## [Written exercise]
Change "patterned shirt" to "striped shirt" in the items below, and leave everything else in them unchanged.

▽

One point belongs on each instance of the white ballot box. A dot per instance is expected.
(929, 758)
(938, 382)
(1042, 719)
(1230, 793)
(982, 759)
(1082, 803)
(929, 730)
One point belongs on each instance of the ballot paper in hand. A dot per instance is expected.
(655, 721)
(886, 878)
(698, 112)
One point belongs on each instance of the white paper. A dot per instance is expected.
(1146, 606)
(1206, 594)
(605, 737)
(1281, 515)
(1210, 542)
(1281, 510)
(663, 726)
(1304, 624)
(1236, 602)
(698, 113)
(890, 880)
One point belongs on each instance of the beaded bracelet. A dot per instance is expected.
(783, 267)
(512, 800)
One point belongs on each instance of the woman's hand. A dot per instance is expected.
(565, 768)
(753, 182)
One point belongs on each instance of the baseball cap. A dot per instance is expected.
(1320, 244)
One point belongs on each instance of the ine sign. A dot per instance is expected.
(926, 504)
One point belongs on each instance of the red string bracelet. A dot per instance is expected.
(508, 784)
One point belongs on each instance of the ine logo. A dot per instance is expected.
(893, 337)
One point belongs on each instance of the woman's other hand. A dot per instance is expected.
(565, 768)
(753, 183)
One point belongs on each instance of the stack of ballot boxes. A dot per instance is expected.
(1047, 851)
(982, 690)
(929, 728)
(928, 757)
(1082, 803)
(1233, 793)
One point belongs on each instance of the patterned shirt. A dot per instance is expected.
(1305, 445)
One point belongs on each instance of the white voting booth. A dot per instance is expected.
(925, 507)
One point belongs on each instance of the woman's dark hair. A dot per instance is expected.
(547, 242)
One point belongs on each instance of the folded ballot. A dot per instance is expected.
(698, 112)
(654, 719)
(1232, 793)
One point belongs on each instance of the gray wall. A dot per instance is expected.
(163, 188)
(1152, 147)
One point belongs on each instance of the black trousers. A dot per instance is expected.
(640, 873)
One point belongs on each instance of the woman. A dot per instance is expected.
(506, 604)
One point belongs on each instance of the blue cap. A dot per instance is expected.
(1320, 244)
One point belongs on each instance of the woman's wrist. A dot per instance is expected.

△

## [Response to this exercise]
One point belongs on each instance of the white ballot box. A dot per instance is expected.
(929, 758)
(938, 382)
(1042, 719)
(1230, 793)
(982, 759)
(1082, 803)
(929, 730)
One point belongs on each instance of the ballot paper in hand. A dot per instance is expected.
(655, 721)
(886, 878)
(698, 112)
One point belongs on each instance of the white paper. A dot per instance is expected.
(1146, 606)
(1206, 594)
(605, 737)
(1281, 515)
(1210, 542)
(1281, 510)
(663, 726)
(1304, 624)
(1236, 602)
(698, 113)
(890, 880)
One point belongs on each instance of the beaded bracelet. A dot per instance is expected.
(783, 267)
(512, 800)
One point belongs on each instance of the woman's hand. A dot per instance is expected.
(565, 768)
(753, 182)
One point belongs on each instance of the baseball cap. A dot per instance is expected.
(1320, 244)
One point belongs on each instance of the ine sign. A dot per instance is expected.
(926, 504)
One point belongs on each instance of the red string bracelet. A dot per instance is expected.
(508, 784)
One point belongs on each instance of the ine logo. A dot per instance is expected.
(893, 337)
One point belongs on each instance of the woman's other hand. A dot per instance is expected.
(565, 768)
(753, 183)
One point belongs on each instance of the stack of ballot boxes. A dot per instance is expected.
(1047, 851)
(982, 690)
(929, 728)
(928, 757)
(1082, 803)
(1233, 793)
One point belongs on each instance of the striped shirt. A dot per instance is expected.
(1305, 445)
One point belongs on each instance of the white voting booth. A dot per instance is expected.
(925, 507)
One point belongs on each instance of the woman's dark hair. A dot per instance is expected.
(547, 242)
One point belongs on each instance of the folded ballot. A dot per instance is expected.
(698, 112)
(654, 719)
(1232, 793)
One point belongs on each instance of the gray wall. A dot per instance is expected.
(163, 188)
(1152, 147)
One point belongs on each instance of the black trousers. A dot per instance is expected.
(640, 873)
One point belongs on each instance of the woman. A dot per instance is expected.
(506, 604)
One point belongs on each instance of the blue cap. A dot per instance is expected.
(1320, 244)
One point belongs on each instance of the woman's wrist. A dot per instance is expected.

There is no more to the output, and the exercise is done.